### Exercise
Within the entries below, every line containing "fuselage" is to be copied.

### Input records
------

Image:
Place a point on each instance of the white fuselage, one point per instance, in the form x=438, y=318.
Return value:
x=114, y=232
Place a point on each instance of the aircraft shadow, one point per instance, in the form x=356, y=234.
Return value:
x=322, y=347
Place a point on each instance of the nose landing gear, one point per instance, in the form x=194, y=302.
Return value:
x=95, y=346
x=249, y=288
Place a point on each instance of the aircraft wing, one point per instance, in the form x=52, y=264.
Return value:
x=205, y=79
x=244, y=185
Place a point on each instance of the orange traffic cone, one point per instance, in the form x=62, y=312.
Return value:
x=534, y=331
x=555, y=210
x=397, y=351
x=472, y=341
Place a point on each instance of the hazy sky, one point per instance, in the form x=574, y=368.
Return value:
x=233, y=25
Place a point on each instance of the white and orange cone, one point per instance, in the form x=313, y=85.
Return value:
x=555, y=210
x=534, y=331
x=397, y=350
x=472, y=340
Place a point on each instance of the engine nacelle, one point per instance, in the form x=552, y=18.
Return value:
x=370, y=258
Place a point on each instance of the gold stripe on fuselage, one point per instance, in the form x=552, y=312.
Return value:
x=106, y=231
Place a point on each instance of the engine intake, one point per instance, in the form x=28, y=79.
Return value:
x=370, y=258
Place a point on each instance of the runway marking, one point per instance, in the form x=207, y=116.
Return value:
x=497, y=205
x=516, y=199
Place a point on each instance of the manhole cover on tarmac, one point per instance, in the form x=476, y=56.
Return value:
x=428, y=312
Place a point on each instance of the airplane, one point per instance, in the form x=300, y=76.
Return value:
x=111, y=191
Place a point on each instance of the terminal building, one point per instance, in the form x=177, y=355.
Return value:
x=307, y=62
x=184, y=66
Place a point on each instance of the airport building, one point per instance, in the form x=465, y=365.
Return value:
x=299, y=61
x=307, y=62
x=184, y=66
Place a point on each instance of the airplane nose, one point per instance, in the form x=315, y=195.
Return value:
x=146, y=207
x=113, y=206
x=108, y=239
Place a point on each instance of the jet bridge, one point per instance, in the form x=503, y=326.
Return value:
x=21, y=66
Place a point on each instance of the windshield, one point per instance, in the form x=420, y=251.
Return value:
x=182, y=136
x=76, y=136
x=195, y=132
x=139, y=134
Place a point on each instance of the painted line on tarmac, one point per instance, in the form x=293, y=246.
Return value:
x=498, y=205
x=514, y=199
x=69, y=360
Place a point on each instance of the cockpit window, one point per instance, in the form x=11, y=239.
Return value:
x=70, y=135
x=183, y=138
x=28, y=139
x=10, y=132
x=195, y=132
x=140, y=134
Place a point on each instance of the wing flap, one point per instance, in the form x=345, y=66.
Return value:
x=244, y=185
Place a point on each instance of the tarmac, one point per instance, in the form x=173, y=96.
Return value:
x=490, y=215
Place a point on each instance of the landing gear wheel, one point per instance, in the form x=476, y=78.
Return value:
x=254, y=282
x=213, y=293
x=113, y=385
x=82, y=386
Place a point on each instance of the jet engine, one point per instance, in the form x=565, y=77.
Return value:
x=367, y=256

------

### Written answer
Place a point on each instance of the white fuselage, one point per instance, in the form x=438, y=318.
Place a point on each instance of the gold stripe on fuselage, one point per instance, in the form x=552, y=312.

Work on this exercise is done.